**INPUT RECORDS:**

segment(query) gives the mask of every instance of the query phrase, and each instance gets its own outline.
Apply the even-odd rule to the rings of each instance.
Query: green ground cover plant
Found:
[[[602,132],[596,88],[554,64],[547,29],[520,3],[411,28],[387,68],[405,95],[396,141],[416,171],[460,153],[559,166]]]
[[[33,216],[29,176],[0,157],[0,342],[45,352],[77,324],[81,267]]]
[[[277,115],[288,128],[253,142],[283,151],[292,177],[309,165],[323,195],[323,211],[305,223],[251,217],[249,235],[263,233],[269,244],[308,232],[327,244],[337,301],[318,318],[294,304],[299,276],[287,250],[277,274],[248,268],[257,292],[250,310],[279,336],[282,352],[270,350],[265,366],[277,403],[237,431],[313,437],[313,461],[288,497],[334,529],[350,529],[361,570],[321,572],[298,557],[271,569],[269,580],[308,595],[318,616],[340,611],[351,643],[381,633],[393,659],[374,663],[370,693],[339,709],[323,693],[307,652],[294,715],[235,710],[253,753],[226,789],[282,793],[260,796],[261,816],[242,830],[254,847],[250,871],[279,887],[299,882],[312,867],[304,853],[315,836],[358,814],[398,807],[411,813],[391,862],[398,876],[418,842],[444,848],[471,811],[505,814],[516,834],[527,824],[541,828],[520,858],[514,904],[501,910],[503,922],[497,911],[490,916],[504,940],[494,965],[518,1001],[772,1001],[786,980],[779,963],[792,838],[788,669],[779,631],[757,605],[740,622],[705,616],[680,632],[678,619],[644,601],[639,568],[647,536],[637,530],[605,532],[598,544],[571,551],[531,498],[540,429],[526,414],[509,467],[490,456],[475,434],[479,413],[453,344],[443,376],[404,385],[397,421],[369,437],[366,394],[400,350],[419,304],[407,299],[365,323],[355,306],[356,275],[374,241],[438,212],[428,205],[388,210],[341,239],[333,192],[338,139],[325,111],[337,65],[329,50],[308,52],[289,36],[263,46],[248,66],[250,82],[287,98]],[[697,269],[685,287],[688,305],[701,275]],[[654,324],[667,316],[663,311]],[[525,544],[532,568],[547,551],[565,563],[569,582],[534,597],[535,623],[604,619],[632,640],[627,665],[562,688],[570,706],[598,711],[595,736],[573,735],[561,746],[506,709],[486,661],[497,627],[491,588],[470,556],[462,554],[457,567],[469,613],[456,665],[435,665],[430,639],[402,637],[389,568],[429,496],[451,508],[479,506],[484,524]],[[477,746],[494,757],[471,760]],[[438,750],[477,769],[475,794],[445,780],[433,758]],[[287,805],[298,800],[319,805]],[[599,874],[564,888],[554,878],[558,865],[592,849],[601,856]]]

**TO DO:** Report every line of the entries above that contains the string "each", treating uppercase and lowercase letters as different.

**SOLUTION:**
segment(query) gives the mask of every instance of the query phrase, and each instance gets its own outline.
Apply the even-odd rule to the rings of each instance.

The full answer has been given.